### Selected text
>>>>>

Indeed, the composition of the solar system is a problem, but I take the Nice-5 model as illustrative of this rather than a definitive solution. The collision with Uranus makes for an interesting piece of the puzzle.


----------



## thaddeus6th (Jul 5, 2018)

Thanks for keeping us up to date with news of Uranus.

On a more serious note, that's really rather interesting. Given that, and the potential Earth-Moon collision in the past, it seems a bit peculiar. Given all the space within the solar system, collisions between large celestial bodies should surely be rarer?

I have vague memories of one planet (Neptune, I think) having an off-kilter orbital path, whereas all the others are on the same plane. It could be Uranus, I suppose, but if it's Neptune I wonder if that got whacked as well.


----------



## Joshua Jones (Jul 5, 2018)

I will set aside all the potential Uranus jokes for a moment...

If they are talking about a glancing blow, I could see where some of the bits would wind up inside the planet and others be ejected and captured as moons and ring structures. I would think that the remainder would either wind up as comets, Kupiter objects, or ejected into interstellar space, maybe becoming Alpha Centauri's Oumuamua...


----------



## Old_Man_Steve2016 (Jul 11, 2018)

Saturn: Hey Uranus! You're on your side! 
Uranus: Anybody get the number of that truck that just hit me?


----------

<<<<<

### Stored data

>>>>>

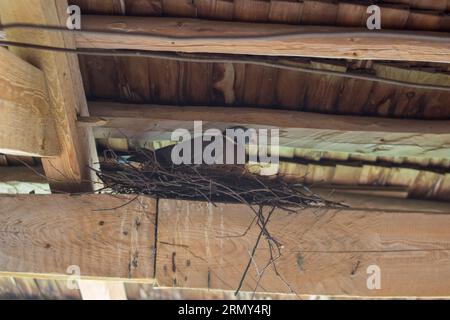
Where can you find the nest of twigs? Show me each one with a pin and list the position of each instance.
(144, 172)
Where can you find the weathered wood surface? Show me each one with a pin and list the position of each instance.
(430, 16)
(26, 124)
(48, 234)
(119, 115)
(375, 137)
(199, 36)
(69, 171)
(324, 251)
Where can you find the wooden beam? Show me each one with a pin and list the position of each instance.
(69, 171)
(33, 174)
(48, 234)
(324, 252)
(200, 36)
(26, 125)
(362, 135)
(197, 244)
(118, 115)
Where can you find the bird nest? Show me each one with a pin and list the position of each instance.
(143, 172)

<<<<<

### Do this
In the Uranus thread, turn the paragraph starting "On a more serious note" into a short bulleted list that keeps its main points.

### Answer in full
- The news is really rather interesting.
- Together with the potential past Earth-Moon collision, it seems a bit peculiar.
- Given all the space in the solar system, collisions between large celestial bodies should surely be rarer.